→ **Questions on the material**
a) Quote the post on the genome book from "More at LabLit." up to and including "get interesting too.)".
b) Decide whether each statement agrees with the post on the genome book, answering yes or no and quoting the words that settle it: (i) Angrist was the fourth subject of the Personal Genome Project. (ii) The book's title comes from George Church. (iii) Self-experimentation is less common today because of ethics committees.

Long Genome, Lively Book

DNA

Five years ago, guitar player, raconteur, writer, genome geek and Duke professor Misha Angrist surrendered his DNA to the eyes of the public, and to his own restless, rambunctious curiosity. Over at the fine site LabLit, Richard Grant takes a smart, lively look at the smart, lively book that resulted:

The history of science and medicine is replete with self-experimentalists; those shining stars who, whether frustrated with lack of suitable models, peeved at the obstreperousness of officialdom, or simply out of sheer bloody-minded curiosity, inject themselves with heparin or swallow bacterial cultures in search of an Answer.

Perhaps surprisingly, in the era of ethics committees and independent review boards, the practice is no less prevalent today. Here is a Human Being (Harper Perennial, 2011) is Misha Angrist’s account of how he came to be the fourth subject of the Personal Genome Project, a Harvard-sponsored initiative to “improve our understanding of genetic and environmental contributions to human traits”. (The title, by the way, is from Walter Gilbert: “Three billion bases of DNA sequence can be put on a single compact disc and one will be able to pull a CD out of one’s pocket and say, ‘Here is a human being; it’s me!’”) Far from being the dry reporting of an experiment – introduction, method, results, conclusion – this is a highly personal, and often emotionally charged, account.

But then again, perhaps we shouldn’t expect anything less. Quite apart from the questions of identity, ancestry, health, and race that all plague the author’s mind as he awaits the output from next-generation sequencing machines, the Personal Genome Project is more than a just a straightforward scientific study with Angrist (and his co-experimentees) as subjects. The Project’s Chairman and engine room personified, Harvard geneticist George Church, wants to study hundreds of thousands – if not millions – of individual genomes. Church believes that only by studying such huge numbers of people can we even begin to detect the subtle yet meaningful DNA variants that have an effect on familiar but frustratingly complex complex traits such as heart disease and diabetes.

More at LabLit. I read both the entire review and the book with great pleasure. This contemplation of one’s genome with become more common in the years ahead. Angrist shows how to take that a lot deeper than contemplation of one’s navel. (Though that can get interesting too.)

→ **Data to examine**
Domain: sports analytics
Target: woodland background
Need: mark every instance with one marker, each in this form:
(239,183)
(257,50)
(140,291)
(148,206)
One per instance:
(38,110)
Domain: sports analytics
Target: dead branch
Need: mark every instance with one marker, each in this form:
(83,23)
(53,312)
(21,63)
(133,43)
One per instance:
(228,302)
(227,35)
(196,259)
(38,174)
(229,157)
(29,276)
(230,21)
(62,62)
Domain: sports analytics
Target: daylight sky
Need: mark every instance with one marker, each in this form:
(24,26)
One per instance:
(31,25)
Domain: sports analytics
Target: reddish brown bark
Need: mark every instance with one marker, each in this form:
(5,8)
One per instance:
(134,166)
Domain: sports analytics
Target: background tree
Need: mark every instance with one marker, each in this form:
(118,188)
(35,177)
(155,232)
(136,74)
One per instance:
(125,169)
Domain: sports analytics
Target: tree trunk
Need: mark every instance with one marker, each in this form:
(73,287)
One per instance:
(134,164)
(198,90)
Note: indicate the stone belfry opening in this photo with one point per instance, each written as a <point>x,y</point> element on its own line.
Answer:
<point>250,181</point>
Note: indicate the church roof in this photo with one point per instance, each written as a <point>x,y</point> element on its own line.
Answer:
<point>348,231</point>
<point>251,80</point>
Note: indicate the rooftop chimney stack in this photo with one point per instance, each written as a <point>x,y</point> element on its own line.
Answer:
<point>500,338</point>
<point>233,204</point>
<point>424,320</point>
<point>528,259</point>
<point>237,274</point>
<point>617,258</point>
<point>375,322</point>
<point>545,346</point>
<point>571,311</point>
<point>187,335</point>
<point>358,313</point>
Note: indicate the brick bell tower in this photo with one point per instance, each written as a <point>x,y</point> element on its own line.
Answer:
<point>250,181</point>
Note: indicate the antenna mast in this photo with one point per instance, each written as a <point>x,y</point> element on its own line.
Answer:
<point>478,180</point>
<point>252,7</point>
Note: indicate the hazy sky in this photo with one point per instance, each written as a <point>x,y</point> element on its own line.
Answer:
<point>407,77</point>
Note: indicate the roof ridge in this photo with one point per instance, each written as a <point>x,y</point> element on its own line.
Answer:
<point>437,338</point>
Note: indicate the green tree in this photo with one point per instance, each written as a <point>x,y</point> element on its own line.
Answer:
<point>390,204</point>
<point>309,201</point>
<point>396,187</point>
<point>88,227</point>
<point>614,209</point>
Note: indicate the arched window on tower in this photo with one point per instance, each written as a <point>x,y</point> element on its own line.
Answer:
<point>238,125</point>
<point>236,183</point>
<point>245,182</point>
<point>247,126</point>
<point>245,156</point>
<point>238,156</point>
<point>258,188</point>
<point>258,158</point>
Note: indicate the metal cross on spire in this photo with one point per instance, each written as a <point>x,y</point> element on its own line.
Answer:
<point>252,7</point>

→ **Answers in order**
a)
More at LabLit. I read both the entire review and the book with great pleasure. This contemplation of one’s genome with become more common in the years ahead. Angrist shows how to take that a lot deeper than contemplation of one’s navel. (Though that can get interesting too.)

b)
(i) Yes: "he came to be the fourth subject of the Personal Genome Project"
(ii) No: "The title, by the way, is from Walter Gilbert"
(iii) No: "in the era of ethics committees and independent review boards, the practice is no less prevalent today"